• [Exercise brief]: Count the lines of the records that contain the string "italian", treating uppercase and lowercase as different, and reply with the number alone.

# start of Extracted material

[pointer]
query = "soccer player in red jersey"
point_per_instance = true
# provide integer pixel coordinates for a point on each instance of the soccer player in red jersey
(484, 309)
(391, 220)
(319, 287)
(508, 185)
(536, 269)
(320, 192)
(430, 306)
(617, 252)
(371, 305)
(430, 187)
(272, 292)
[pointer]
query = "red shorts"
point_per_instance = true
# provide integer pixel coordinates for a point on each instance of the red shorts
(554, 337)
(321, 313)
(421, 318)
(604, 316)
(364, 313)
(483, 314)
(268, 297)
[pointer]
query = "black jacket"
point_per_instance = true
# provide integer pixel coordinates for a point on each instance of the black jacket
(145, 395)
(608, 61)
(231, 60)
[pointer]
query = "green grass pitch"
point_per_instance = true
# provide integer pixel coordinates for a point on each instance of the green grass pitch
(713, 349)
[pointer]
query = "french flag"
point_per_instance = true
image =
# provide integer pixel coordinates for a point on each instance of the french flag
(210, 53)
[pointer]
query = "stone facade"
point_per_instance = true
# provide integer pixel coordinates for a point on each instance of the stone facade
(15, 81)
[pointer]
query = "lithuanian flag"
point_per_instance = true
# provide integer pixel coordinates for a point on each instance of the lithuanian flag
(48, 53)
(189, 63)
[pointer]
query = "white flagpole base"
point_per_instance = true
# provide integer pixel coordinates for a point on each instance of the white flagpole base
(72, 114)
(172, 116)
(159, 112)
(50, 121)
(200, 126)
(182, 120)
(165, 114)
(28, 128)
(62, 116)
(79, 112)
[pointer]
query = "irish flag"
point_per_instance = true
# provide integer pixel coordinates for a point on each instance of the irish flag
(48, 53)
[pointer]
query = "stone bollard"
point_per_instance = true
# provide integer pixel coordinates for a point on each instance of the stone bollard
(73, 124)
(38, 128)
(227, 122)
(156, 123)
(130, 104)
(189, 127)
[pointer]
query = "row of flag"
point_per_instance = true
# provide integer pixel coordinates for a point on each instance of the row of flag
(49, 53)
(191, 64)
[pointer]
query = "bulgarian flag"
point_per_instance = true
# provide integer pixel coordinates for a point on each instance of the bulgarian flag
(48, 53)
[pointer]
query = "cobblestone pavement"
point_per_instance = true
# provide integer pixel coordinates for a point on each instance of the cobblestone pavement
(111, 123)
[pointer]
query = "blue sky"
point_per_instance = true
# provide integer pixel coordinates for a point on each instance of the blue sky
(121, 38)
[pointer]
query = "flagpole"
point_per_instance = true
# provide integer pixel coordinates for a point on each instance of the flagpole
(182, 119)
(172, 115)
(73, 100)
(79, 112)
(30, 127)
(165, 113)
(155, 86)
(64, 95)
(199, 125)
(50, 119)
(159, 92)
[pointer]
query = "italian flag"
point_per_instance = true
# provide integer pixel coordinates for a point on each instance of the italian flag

# end of Extracted material
# start of Extracted material

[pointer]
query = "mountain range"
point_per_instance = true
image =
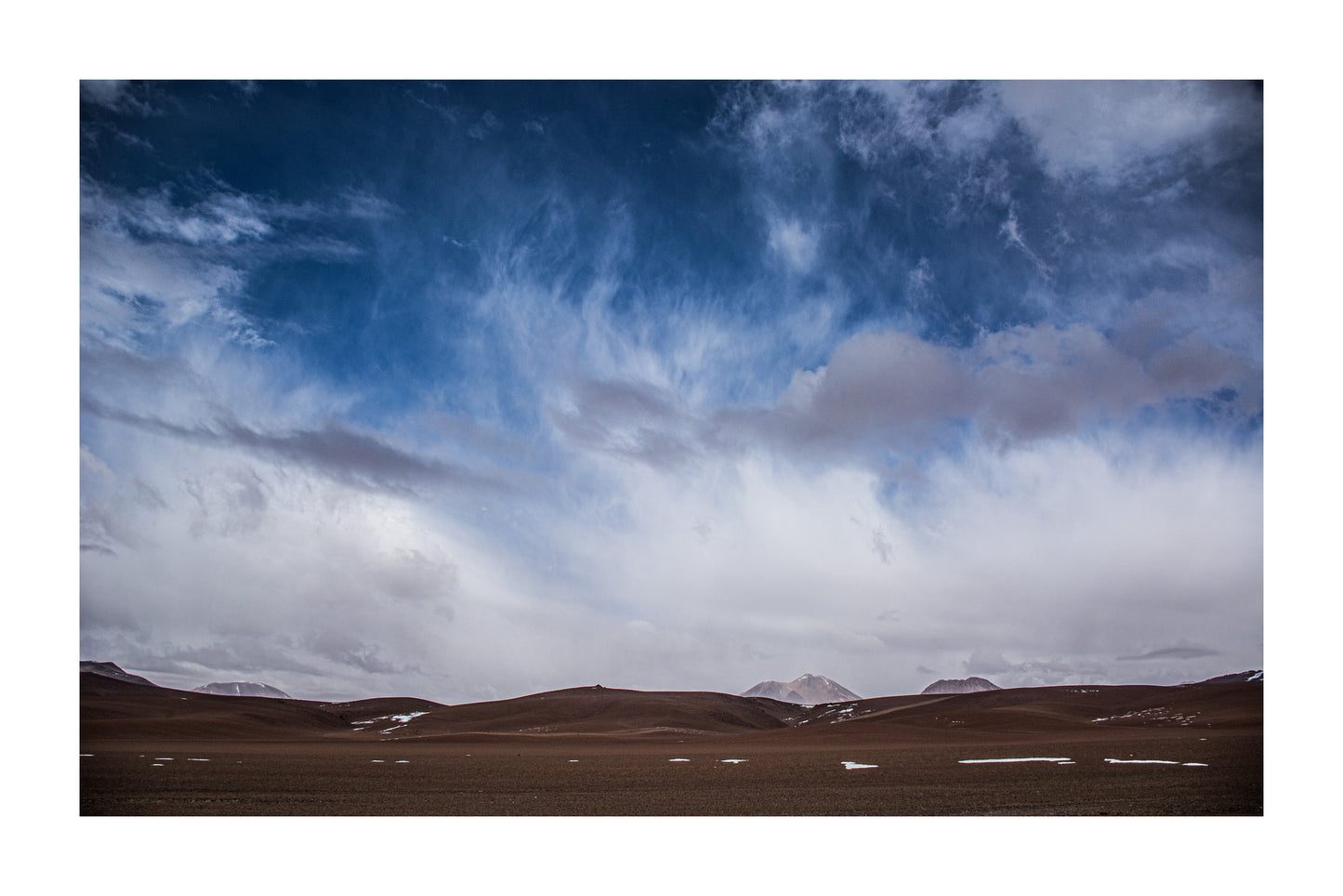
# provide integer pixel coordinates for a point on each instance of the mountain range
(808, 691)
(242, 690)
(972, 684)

# end of Extracted material

• [Task answer]: 2